◆ **What is needed**
Carry on the blog post below about designing databases and controlling data quality, starting after its last sentence.

◆ **Selected text**

::::::::

Intransigent Data

Data, eh? Never where you left it, loves to mix with friends, able to appear in many places at once, can increase or diminish at will; what can you do with it?  It needs a firm hand.

After a long period of trying every mistake in the book I have at last come to some conclusions about how I think data should be treated – by which I mean how one should design databases and control the quality of the data that goes in and out of them.   I am now prepared to be dogmatic on these subjects (there’s no use shilly-shallying around these questions – give data an inch and it will take an undefined amount).  Dogmatism leads fairly naturally to blogging – hence this site.

It’s customary to set out the ideological baggage one brings to the discussion.  Here are some likes and dislikes.

My Idees Fixes

  • Error Handling   “Why do you spend all that time working on error handling, Andrew?”   — “Because it gives me so much more time for everything else.”   Planning for what can go wrong is a good way to start.
  • Naming   Taking ten minutes to decide on a name for something is time well spent.   If you can’t find a convincing name for something, perhaps it shouldn’t exist (the ontological argument).

::::::::

◆ **Information supplied**

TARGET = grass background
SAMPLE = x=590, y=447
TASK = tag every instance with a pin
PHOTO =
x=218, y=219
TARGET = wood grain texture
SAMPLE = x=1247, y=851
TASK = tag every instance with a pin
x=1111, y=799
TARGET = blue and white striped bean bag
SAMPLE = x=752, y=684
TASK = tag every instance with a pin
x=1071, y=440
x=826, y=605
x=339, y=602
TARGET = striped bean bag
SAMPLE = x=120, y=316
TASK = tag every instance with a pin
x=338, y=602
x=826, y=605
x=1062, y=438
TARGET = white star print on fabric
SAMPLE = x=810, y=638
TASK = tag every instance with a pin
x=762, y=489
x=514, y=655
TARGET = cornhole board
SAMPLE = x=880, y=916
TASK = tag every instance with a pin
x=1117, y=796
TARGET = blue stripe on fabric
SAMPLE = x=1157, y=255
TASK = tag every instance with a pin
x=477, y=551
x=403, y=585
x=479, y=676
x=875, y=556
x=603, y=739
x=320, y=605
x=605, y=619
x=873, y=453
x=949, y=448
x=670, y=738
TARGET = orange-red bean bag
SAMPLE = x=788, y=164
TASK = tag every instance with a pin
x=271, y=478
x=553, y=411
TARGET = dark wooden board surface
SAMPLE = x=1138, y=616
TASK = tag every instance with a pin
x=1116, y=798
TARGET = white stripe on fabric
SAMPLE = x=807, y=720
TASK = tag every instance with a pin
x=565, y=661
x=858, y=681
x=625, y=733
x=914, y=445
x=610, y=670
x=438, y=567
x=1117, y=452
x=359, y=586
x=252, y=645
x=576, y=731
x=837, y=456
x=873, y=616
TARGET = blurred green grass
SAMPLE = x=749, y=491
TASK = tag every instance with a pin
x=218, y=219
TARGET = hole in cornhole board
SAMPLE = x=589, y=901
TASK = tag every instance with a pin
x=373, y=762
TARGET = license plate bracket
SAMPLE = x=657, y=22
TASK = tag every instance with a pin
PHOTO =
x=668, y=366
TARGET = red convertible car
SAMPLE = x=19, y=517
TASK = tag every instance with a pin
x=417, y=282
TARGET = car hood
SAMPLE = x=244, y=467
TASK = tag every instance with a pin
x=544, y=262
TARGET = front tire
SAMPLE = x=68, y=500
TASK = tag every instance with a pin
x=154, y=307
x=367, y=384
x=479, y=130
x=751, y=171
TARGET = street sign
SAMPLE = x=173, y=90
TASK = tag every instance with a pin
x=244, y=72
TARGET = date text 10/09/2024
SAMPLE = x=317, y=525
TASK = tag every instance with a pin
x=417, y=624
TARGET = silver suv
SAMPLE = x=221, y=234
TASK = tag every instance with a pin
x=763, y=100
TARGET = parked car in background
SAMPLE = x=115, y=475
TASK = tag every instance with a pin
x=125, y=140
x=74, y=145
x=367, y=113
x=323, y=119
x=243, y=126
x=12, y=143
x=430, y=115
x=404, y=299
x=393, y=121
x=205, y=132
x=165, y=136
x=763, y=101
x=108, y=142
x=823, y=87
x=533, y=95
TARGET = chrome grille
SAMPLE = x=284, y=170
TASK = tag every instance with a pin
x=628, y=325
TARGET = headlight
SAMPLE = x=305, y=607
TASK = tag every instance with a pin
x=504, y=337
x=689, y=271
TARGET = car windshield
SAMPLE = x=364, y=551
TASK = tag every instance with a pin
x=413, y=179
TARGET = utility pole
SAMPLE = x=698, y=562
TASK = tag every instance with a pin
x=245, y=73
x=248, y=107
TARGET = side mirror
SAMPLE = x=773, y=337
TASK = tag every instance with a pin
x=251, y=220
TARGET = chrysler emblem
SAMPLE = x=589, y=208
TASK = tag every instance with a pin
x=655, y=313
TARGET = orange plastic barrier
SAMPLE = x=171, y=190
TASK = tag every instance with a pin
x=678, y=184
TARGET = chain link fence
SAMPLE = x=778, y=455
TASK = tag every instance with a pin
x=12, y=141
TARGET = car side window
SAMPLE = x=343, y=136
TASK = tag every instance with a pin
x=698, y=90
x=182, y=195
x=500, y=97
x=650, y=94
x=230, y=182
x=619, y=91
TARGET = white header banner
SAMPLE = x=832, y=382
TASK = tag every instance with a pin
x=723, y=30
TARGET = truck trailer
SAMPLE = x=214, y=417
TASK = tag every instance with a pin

::::::::

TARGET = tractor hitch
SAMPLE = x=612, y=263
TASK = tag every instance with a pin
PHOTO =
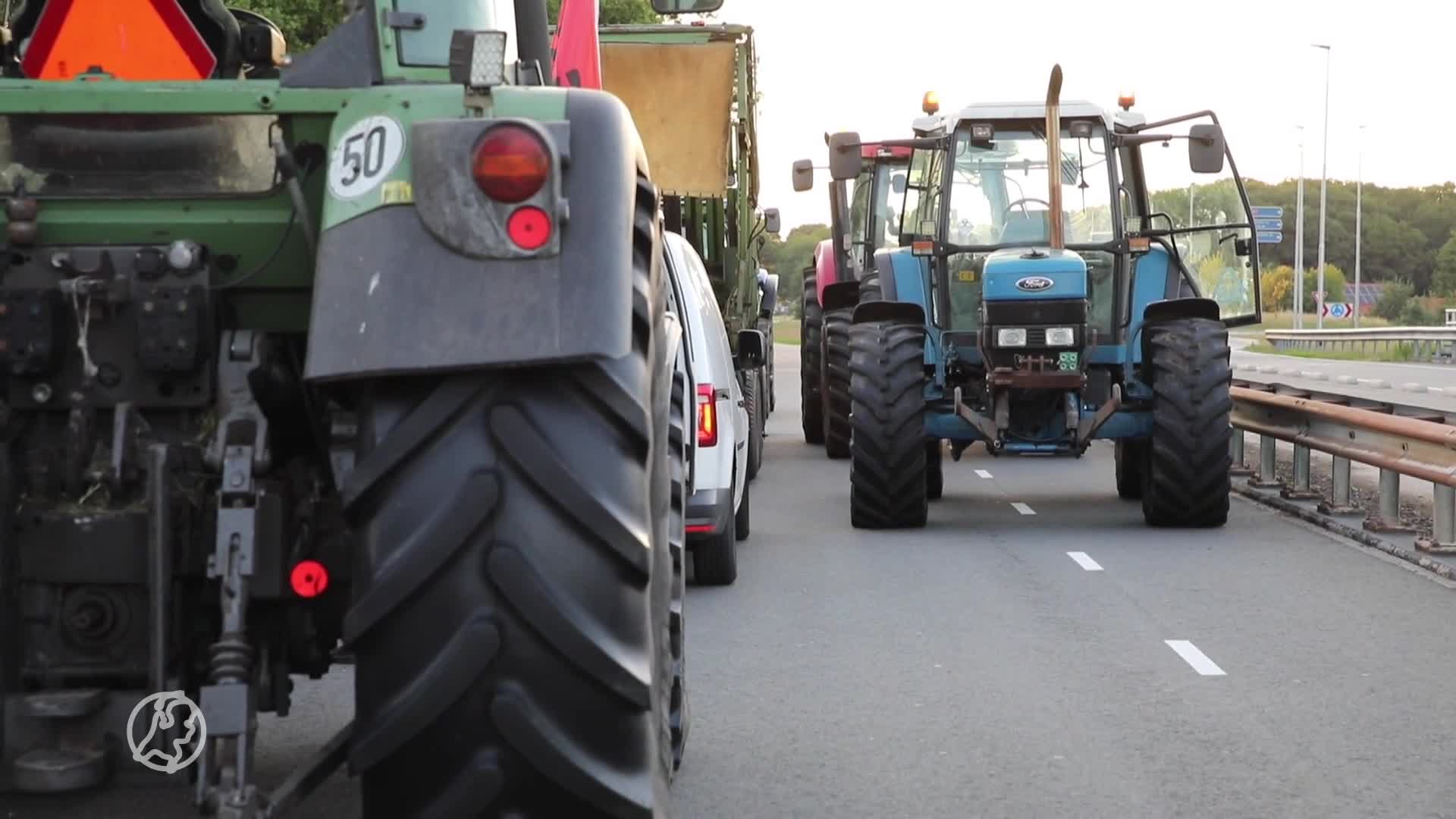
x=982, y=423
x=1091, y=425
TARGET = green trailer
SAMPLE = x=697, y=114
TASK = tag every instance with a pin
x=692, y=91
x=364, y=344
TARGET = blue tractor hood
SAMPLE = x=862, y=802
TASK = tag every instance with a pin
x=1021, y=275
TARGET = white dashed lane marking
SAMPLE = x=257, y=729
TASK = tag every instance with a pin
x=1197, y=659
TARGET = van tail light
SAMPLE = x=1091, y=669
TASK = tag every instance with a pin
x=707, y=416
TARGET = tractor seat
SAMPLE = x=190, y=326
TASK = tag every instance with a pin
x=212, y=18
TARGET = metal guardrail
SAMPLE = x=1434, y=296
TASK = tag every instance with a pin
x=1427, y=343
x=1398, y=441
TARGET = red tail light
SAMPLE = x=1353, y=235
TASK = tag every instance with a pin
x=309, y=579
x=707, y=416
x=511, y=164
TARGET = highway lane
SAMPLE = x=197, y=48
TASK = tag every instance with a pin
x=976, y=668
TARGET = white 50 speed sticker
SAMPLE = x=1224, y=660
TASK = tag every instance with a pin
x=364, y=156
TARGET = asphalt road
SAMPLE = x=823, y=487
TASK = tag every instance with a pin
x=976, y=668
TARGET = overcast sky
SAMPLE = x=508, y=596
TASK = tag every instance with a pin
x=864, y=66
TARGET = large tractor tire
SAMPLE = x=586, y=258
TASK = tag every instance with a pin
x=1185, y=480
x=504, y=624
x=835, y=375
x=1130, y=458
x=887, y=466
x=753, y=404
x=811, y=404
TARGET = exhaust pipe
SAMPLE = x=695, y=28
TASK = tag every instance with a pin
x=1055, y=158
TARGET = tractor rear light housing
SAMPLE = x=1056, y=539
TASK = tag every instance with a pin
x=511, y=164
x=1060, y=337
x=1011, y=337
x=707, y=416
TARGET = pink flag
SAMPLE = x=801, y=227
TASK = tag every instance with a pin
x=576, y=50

::::::::

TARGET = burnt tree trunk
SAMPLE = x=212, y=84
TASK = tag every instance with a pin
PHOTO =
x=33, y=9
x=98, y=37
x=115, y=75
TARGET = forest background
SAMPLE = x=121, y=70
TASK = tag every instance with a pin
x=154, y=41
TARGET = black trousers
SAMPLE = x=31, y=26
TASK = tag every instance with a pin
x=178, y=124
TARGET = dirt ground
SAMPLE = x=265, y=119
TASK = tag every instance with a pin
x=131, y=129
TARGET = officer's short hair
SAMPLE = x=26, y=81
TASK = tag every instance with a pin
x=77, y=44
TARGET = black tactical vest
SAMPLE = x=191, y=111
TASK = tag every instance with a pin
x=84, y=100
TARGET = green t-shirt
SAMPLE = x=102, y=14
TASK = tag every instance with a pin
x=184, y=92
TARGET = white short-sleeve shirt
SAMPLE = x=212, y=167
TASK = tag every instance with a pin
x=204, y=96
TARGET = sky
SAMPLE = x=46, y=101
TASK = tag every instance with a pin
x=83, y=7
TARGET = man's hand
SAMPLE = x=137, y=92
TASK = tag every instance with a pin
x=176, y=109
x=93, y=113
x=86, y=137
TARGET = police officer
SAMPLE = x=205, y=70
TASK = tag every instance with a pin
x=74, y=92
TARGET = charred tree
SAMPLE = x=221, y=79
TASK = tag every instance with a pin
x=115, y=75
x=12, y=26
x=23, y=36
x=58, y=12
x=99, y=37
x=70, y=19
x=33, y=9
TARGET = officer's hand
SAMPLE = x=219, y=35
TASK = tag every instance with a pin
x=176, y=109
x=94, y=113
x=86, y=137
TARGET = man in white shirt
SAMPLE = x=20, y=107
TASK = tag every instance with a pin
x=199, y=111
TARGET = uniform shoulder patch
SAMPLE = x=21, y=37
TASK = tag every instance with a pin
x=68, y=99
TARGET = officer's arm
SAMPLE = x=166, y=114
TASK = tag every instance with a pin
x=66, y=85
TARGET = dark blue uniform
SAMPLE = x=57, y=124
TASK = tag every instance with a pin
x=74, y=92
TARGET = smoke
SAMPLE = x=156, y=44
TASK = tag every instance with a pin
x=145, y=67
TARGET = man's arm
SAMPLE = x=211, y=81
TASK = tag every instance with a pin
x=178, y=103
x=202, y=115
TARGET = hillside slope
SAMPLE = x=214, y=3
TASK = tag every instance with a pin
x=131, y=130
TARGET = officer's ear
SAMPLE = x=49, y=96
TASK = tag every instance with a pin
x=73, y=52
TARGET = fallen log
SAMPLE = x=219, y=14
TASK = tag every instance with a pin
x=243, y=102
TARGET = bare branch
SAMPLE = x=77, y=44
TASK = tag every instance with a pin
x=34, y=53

::::::::

◆ **Response to this task**
  • Conventions  It doesn’t matter what they are, so long as you have them.  You can pick and choose them from various sources but you need to record them somewhere: this is a reasonable place.
  • Elegance    Chiefly, visual clarity.  Humans aren’t natural code readers (it’s not a natural language) – we need all the help we can get.  One strength we do have is an ability to see patterns and appreciate form to an aesthetic degree.  We can probably spot a poorly constructed brick wall or badly type-set book with a quick glance.  I think that  code should equally revealing of its shortcomings.
  • Documentation of course; but of the right sort.  Put away Word; don’t even think about Sharepoint.  I like to write what things are on the things themselves, but you also need somewhere to record the outcome of discussions and arguments since these are always forgotten.  I’ve yet to find a better place than the Wiki.

My Betes Noir

  • Technology  Frankly, I’m not a great fan of it.  Of course, I’m as delirious as anyone about the latest Merge and  Windowing functions.  But they’re not irreplaceable, and they don’t address the problem that you and I have.  The problem that we have is poor quality data lurking in badly constructed and named objects whose purpose in many cases has been forgotten.  Upgrading won’t  fix this.  You might get a little value from the latest features, but it’ll be as nothing compared to what you gain from tackling the – difficult – data problems.  I’d far rather have a Sql 2000 database that is well designed than a mess in Sql 2012.
  • Root and Branch or Scorched Earth approach  “This database is badly designed; let’s create a new one properly from scratch.”    The following axioms show why this is impossible.
    • all databases are badly designed .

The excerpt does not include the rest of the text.